Auch gegen die Ansicht eines durchaus nennenswerten Teils der Bevölkerung selbst in den sunnitischen Vierteln der Hauptstadt meinen die Oppositionsgruppen, die Wahlen am 30. Januar 2005 seien eine Abstimmung ohne politische Parteien und unter der Aufsicht von Besatzern gewesen, die keine Debatte über ihre Präsenz zugelassen hätten. Ebenso umstandslos hat die Opposition die Geständnisse von „Terroristen“ im irakischen Fernsehen, die einen ziemlichen Einfluss auf die öffentliche Meinung hatten, als „gefälscht“ oder „erzwungen“ abgetan.
Manche Gruppierungen diskutieren inzwischen offen über das mangelnde Verständnis der Bevölkerung für bestimmte Aktionsformen. Zudem bemüht sich die Regierung, die Menschen für sich einzunehmen. So unterstützt sie die Familien, deren Ernährer von den US-Truppen zu Unrecht verhaftet wurden; dasselbe gilt für die Zivilisten, die bei Großoffensiven vertrieben wurden und um die sich anfangs niemand gekümmert hatte.

○ ○ ○

| ZU ERLEDIGEN |
- a) Gib aus dem Text über die Opposition im Irak den Abschnitt von „Manche Gruppierungen diskutieren“ bis „niemand gekümmert hatte.“ wortgetreu aus.
- b) Warum unterstützt die Regierung laut dem Text über die Opposition im Irak die Familien zu Unrecht verhafteter Ernährer und die vertriebenen Zivilisten?

| BEREITGESTELLTES MATERIAL |
○ ○ ○

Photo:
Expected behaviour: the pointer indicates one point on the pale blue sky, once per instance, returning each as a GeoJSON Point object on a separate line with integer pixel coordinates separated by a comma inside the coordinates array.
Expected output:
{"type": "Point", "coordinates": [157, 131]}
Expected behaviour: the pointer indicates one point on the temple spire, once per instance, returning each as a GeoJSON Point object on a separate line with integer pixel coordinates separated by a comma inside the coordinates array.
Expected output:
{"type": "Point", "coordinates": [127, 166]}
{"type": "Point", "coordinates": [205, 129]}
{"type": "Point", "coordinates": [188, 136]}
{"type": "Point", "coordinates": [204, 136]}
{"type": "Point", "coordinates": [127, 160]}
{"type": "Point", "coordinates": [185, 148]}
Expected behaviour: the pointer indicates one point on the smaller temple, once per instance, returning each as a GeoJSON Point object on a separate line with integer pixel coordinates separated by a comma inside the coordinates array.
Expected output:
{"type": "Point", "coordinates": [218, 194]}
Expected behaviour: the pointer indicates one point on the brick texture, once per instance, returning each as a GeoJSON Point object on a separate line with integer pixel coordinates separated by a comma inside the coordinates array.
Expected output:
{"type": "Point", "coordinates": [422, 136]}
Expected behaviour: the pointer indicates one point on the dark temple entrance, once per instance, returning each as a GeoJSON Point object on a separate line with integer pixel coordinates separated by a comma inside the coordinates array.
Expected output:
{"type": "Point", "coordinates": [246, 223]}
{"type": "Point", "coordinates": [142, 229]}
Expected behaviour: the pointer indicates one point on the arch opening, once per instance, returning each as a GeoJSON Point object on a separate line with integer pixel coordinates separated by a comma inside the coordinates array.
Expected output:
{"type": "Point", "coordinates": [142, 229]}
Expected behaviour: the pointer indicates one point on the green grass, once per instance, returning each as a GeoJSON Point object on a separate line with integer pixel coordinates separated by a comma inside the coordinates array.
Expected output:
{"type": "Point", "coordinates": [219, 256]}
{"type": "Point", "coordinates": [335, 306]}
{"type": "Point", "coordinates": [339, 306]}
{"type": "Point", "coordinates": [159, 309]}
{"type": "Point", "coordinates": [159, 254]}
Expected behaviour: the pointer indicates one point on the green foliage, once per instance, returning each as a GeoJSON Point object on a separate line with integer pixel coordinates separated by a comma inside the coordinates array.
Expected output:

○ ○ ○

| LÖSUNGEN |
- a)
Manche Gruppierungen diskutieren inzwischen offen über das mangelnde Verständnis der Bevölkerung für bestimmte Aktionsformen. Zudem bemüht sich die Regierung, die Menschen für sich einzunehmen. So unterstützt sie die Familien, deren Ernährer von den US-Truppen zu Unrecht verhaftet wurden; dasselbe gilt für die Zivilisten, die bei Großoffensiven vertrieben wurden und um die sich anfangs niemand gekümmert hatte.

- b) Die Regierung bemüht sich, die Menschen für sich einzunehmen. Deshalb hilft sie den Familien, deren Ernährer von den US-Truppen zu Unrecht verhaftet wurden. Ebenso unterstützt sie die Zivilisten, die bei Großoffensiven vertrieben wurden.